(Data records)
<<<<
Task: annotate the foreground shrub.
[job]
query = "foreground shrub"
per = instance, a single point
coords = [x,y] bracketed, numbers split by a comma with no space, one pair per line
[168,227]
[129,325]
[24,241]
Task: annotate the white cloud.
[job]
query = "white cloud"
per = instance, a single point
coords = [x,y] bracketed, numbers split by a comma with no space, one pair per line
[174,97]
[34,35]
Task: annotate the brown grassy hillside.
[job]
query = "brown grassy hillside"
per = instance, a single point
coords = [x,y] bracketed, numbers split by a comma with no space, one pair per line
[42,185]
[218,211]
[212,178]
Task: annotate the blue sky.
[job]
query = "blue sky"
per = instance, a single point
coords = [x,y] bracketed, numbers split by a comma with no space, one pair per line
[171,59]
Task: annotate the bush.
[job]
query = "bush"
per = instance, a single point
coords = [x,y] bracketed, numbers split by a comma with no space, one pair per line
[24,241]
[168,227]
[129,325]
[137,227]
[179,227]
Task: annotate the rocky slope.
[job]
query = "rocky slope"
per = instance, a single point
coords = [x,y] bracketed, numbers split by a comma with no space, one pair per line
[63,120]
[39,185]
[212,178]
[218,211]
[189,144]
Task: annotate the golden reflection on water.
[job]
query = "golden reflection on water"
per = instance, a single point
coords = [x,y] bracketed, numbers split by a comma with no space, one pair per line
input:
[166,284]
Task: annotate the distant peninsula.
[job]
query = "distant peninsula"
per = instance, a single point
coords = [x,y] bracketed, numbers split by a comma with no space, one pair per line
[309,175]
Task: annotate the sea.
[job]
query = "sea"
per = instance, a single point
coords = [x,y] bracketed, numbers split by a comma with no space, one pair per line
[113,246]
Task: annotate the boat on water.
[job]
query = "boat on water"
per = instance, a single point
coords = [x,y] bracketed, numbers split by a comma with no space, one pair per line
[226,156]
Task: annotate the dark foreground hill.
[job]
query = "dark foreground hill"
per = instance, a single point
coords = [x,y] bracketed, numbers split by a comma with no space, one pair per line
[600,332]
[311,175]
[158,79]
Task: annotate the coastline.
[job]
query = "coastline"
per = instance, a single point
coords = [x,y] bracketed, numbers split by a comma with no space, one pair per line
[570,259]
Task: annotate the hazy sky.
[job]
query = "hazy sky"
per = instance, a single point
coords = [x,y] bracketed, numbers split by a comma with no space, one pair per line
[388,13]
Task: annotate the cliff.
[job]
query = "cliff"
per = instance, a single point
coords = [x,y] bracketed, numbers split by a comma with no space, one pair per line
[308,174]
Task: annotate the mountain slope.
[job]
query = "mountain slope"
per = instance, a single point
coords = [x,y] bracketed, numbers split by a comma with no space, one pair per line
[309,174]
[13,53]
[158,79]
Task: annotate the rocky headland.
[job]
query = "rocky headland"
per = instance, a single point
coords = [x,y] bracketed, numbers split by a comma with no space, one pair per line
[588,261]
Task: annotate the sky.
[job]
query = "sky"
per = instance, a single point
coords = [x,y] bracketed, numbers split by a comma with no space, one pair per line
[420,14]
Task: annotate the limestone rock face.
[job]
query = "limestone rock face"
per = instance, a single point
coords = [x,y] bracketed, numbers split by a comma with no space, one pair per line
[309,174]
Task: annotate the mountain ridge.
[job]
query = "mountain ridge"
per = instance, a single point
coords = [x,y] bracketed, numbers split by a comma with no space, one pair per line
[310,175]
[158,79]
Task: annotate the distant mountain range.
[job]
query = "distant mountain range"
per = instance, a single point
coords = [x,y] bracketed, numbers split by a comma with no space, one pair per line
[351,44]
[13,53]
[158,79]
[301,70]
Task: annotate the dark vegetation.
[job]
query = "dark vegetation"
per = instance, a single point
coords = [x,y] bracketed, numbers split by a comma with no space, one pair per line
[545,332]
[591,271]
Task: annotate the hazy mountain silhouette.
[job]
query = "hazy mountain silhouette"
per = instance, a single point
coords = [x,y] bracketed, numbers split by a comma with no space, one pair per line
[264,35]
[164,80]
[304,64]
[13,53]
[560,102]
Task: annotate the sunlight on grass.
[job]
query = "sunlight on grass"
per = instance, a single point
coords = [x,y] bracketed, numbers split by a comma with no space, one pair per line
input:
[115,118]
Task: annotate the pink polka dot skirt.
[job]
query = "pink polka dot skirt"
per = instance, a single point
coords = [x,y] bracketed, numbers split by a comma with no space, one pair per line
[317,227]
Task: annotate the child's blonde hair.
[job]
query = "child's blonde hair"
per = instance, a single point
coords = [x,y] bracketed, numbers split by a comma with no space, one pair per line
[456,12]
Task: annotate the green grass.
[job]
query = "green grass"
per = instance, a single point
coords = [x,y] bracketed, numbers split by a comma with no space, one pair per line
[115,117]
>>>>
Activity: Copy out every line of the data that includes the word "water".

Result of this task:
Task: annotate the golden reflection on water.
query = "golden reflection on water"
Task: annotate the boat on water.
query = "boat on water"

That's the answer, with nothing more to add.